Brief.
Determine how many lines in the records below contain the word "hind". Give only the number.

Supplied material.

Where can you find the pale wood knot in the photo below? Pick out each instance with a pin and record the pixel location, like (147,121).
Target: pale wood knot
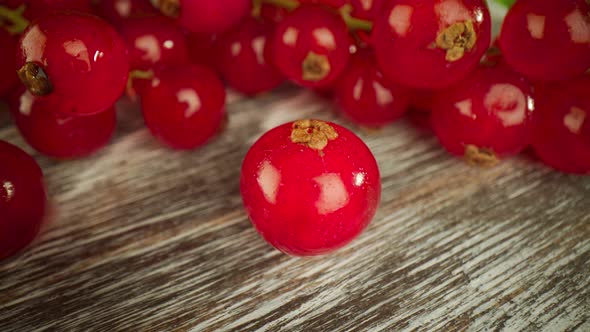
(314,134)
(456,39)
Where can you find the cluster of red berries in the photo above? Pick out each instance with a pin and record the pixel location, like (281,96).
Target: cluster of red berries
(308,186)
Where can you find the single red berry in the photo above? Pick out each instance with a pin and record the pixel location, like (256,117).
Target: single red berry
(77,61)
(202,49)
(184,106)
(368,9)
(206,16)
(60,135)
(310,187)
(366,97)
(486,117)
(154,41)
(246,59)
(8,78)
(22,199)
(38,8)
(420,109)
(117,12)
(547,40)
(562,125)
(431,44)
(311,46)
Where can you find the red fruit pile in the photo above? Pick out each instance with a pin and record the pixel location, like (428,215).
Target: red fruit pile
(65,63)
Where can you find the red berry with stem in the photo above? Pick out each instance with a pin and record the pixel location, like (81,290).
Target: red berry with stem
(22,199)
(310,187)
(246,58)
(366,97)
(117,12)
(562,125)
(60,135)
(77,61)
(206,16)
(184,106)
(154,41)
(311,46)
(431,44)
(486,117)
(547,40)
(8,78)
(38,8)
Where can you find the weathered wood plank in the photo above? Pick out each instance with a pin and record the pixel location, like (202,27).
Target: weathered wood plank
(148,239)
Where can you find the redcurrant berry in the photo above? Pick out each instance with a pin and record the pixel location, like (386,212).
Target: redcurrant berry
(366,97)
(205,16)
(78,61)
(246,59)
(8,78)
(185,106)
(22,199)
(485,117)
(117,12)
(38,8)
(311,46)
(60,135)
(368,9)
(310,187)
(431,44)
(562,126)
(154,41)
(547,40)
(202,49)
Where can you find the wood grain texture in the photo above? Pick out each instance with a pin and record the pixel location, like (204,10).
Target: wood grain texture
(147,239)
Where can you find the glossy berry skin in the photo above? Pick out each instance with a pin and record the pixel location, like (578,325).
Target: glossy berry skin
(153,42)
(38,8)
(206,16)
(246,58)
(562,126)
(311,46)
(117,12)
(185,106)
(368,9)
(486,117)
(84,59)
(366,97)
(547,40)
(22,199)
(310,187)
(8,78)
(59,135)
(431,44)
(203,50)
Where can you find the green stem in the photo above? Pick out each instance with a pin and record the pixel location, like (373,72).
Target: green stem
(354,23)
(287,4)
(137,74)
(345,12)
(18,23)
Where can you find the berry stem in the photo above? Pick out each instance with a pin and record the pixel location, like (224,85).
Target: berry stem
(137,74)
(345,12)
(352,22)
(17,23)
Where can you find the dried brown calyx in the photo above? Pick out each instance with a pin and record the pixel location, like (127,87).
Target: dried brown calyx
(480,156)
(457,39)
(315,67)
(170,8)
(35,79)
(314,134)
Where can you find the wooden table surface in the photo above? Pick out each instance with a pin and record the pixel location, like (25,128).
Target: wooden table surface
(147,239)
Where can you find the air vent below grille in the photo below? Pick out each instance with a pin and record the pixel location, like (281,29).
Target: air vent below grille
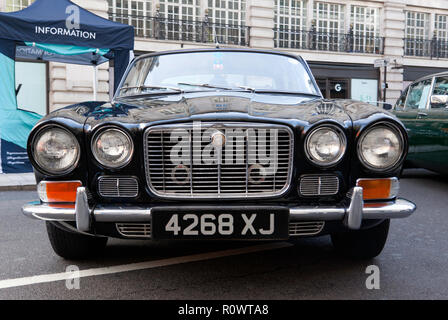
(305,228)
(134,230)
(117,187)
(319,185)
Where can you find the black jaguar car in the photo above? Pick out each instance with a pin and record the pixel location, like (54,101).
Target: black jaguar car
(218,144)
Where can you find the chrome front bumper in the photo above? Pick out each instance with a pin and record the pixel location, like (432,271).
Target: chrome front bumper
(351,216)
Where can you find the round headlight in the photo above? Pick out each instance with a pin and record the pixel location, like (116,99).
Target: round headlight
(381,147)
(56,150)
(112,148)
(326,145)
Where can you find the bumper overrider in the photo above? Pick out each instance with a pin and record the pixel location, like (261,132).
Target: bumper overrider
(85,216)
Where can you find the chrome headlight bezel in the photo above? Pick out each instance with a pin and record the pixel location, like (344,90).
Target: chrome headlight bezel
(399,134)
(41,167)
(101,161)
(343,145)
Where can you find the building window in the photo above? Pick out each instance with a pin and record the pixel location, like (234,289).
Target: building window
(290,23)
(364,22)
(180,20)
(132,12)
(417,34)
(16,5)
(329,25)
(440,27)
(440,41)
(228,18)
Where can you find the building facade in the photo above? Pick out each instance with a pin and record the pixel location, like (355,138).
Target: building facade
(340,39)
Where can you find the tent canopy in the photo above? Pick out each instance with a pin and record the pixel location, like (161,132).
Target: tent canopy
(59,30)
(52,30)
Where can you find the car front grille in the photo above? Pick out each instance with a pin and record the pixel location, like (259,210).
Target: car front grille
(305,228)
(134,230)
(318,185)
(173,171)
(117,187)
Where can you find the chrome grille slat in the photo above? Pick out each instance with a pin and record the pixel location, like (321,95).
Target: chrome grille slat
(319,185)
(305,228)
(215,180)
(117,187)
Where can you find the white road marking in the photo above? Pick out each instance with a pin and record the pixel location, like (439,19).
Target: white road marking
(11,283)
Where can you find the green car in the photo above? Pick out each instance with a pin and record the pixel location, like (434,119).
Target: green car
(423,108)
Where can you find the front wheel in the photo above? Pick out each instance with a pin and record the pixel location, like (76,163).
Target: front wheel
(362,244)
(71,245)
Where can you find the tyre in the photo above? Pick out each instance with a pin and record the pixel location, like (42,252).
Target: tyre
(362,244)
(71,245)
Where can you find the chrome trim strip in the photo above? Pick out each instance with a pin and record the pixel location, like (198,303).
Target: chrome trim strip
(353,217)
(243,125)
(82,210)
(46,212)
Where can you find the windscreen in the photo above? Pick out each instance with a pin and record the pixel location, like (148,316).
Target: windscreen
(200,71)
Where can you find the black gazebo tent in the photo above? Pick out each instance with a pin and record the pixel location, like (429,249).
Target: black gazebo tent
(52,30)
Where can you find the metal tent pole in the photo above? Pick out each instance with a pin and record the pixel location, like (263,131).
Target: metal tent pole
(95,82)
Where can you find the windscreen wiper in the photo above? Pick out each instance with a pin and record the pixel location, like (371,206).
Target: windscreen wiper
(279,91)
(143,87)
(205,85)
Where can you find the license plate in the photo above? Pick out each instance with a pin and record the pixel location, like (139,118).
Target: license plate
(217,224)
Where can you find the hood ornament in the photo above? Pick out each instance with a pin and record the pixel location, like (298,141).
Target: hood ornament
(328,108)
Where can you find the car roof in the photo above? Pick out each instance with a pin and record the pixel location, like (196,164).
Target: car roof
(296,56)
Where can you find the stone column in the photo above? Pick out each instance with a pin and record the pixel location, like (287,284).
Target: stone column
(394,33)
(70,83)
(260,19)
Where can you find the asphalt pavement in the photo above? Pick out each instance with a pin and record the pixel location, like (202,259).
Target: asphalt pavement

* * *

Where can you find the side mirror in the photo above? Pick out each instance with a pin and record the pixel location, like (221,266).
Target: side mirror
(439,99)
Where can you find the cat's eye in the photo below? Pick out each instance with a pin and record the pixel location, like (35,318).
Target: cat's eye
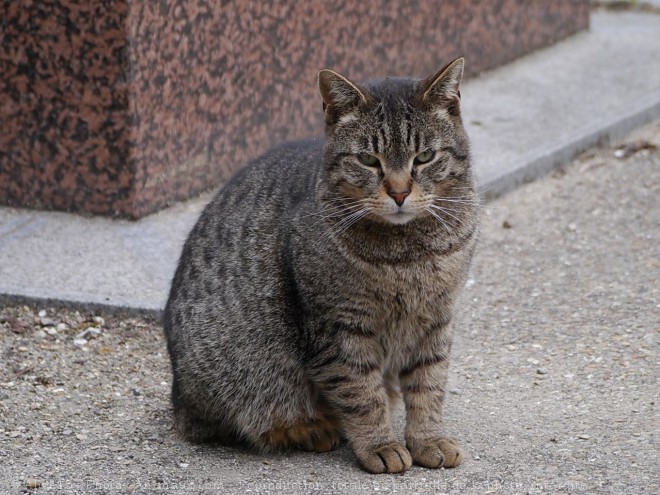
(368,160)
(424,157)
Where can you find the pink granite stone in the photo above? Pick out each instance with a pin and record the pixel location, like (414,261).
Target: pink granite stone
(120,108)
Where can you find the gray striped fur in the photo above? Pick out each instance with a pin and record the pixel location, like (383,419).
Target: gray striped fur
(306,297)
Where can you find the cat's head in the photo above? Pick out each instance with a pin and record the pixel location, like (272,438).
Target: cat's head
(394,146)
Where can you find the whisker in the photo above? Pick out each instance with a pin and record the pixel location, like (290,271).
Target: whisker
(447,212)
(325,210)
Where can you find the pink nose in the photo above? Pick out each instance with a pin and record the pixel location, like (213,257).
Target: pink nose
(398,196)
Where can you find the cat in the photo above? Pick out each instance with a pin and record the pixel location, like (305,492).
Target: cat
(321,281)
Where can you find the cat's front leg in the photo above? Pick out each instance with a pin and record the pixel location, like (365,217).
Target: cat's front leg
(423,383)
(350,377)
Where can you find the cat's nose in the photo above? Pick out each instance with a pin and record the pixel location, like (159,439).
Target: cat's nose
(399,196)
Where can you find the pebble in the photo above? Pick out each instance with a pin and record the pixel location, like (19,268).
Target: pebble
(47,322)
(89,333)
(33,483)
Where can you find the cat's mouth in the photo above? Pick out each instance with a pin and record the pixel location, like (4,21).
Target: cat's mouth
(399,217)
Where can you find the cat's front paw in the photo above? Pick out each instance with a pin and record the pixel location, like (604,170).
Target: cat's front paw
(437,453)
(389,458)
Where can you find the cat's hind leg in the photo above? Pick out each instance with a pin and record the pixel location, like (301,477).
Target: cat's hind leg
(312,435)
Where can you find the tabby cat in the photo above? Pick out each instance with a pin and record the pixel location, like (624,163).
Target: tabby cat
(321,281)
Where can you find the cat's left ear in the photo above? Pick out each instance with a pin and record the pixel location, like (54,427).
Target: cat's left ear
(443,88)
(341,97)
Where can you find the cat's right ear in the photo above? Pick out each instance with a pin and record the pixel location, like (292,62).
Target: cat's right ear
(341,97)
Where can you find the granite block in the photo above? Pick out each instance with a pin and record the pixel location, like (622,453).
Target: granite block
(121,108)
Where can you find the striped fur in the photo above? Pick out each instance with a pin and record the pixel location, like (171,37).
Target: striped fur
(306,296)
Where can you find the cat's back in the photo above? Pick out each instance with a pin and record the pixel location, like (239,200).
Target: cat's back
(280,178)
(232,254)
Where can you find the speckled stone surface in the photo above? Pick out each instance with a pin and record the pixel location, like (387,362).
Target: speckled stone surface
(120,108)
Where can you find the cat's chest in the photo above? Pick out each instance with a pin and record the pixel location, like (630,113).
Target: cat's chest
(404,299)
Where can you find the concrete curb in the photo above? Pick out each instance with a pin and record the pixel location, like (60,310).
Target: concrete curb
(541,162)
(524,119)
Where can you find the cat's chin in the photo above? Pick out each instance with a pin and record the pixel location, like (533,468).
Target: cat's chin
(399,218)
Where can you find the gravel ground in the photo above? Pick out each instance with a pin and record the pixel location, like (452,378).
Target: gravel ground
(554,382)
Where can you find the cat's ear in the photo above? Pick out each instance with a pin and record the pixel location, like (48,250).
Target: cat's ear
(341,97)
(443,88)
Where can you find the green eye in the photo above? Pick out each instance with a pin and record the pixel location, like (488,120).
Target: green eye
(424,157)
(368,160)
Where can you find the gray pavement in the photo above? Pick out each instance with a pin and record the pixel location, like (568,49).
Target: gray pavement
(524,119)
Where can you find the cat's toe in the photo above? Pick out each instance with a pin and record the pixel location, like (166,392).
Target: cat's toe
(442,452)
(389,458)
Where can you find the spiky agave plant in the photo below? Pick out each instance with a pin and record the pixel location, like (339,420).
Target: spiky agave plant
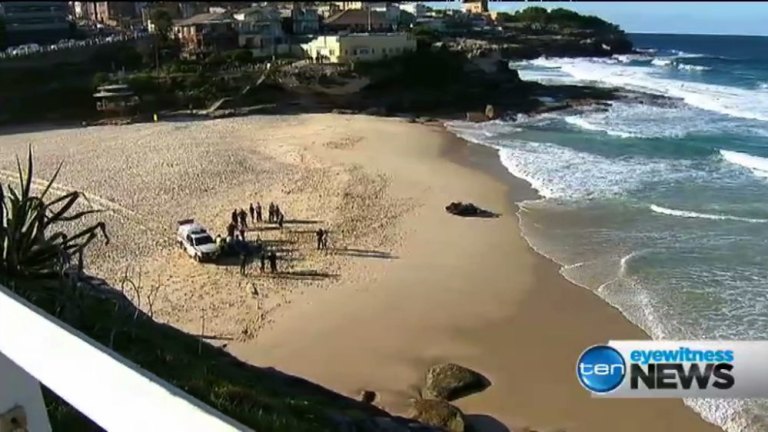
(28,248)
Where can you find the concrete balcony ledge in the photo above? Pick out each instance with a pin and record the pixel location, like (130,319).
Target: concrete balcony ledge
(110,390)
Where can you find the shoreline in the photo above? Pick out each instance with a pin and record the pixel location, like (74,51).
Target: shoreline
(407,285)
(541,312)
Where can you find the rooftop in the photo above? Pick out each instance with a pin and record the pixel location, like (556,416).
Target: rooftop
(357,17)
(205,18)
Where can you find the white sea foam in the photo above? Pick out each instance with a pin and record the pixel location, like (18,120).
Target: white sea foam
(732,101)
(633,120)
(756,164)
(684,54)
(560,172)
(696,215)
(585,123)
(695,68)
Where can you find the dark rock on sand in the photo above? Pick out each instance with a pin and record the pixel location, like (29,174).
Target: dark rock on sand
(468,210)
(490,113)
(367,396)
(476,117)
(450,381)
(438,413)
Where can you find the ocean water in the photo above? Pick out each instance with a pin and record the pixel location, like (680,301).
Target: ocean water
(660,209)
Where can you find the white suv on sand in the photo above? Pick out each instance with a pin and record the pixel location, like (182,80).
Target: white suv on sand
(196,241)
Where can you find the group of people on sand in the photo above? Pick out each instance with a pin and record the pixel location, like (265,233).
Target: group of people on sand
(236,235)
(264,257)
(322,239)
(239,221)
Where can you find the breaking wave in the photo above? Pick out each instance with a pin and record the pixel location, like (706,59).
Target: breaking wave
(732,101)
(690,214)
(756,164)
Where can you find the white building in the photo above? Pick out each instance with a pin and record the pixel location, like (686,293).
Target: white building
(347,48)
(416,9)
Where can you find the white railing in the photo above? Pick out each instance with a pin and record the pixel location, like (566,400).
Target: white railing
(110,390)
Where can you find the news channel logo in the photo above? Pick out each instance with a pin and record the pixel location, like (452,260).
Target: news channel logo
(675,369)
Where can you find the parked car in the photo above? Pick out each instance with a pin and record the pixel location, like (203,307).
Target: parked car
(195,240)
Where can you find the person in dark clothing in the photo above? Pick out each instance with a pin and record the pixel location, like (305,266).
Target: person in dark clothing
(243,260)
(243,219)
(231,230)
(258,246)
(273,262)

Solved problem.
2